"""
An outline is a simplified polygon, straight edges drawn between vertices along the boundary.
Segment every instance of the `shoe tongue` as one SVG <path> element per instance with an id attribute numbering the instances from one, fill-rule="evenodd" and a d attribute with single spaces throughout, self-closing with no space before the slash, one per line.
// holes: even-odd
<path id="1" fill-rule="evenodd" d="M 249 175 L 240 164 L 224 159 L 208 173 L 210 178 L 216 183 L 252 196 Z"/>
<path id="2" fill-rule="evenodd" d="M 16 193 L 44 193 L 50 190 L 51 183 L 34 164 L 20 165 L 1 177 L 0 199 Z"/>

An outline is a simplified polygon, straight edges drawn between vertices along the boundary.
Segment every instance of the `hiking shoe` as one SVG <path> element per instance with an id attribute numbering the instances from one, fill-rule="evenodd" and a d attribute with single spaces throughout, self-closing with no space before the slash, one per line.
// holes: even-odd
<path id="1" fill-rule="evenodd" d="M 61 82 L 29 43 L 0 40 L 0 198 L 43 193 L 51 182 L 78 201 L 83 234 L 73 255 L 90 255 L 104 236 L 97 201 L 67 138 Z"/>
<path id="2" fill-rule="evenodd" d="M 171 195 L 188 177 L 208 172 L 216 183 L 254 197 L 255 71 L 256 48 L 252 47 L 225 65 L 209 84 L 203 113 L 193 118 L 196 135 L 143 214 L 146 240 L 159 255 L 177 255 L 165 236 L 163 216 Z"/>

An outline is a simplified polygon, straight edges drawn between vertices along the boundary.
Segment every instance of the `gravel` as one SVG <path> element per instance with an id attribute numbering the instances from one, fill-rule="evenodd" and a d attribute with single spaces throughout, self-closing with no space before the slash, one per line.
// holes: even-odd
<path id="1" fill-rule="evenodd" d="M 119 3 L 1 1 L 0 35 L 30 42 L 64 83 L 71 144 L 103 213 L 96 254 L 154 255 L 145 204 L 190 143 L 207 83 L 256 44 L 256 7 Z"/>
"""
» **What is required**: Convert every line of the data above into a Markdown table with a Row column numbering the lines in order and a Line column holding each one. Skip blank lines.

» **Response to the exercise**:
| Row | Line |
|---|---|
| 1 | An outline is a simplified polygon, straight edges drawn between vertices along the boundary. |
| 2 | Segment every instance of the `shoe tongue` as one SVG <path> element per instance with an id attribute numbering the instances from one, fill-rule="evenodd" and a d attribute with single spaces throughout, self-closing with no space before the slash, one per line. |
| 3 | // holes: even-odd |
| 4 | <path id="1" fill-rule="evenodd" d="M 249 175 L 240 164 L 224 159 L 208 173 L 210 178 L 216 183 L 252 196 Z"/> |
| 5 | <path id="2" fill-rule="evenodd" d="M 16 193 L 44 193 L 50 190 L 51 183 L 34 164 L 20 165 L 1 177 L 0 199 Z"/> |
| 6 | An outline is a simplified polygon, straight edges drawn between vertices along the boundary. |
| 7 | Segment every instance of the `hiking shoe` as one SVG <path> element per instance with an id attribute numbering the instances from one, fill-rule="evenodd" and a d attribute with single spaces throughout, self-closing with no space before the slash, one per line. |
| 8 | // holes: even-odd |
| 9 | <path id="1" fill-rule="evenodd" d="M 61 82 L 29 43 L 0 40 L 0 198 L 43 193 L 51 182 L 78 201 L 83 234 L 73 255 L 90 255 L 104 236 L 97 201 L 67 138 Z"/> |
| 10 | <path id="2" fill-rule="evenodd" d="M 171 195 L 188 177 L 208 172 L 216 183 L 254 197 L 255 71 L 256 48 L 252 47 L 225 65 L 209 84 L 203 113 L 193 118 L 196 135 L 143 214 L 146 240 L 159 255 L 177 255 L 165 236 L 163 216 Z"/> |
| 11 | An outline is a simplified polygon, straight edges drawn between vertices along the boundary. |
| 12 | Segment every instance of the `gravel` as one SVG <path> element per instance with an id attribute numbering the instances from one, fill-rule="evenodd" and a d attribute with single spaces throughout, self-closing with no space before the slash, one per line. |
| 13 | // holes: even-odd |
| 14 | <path id="1" fill-rule="evenodd" d="M 119 3 L 1 1 L 0 35 L 30 42 L 64 83 L 71 144 L 103 213 L 96 254 L 154 255 L 145 204 L 190 143 L 207 83 L 256 44 L 256 7 Z"/> |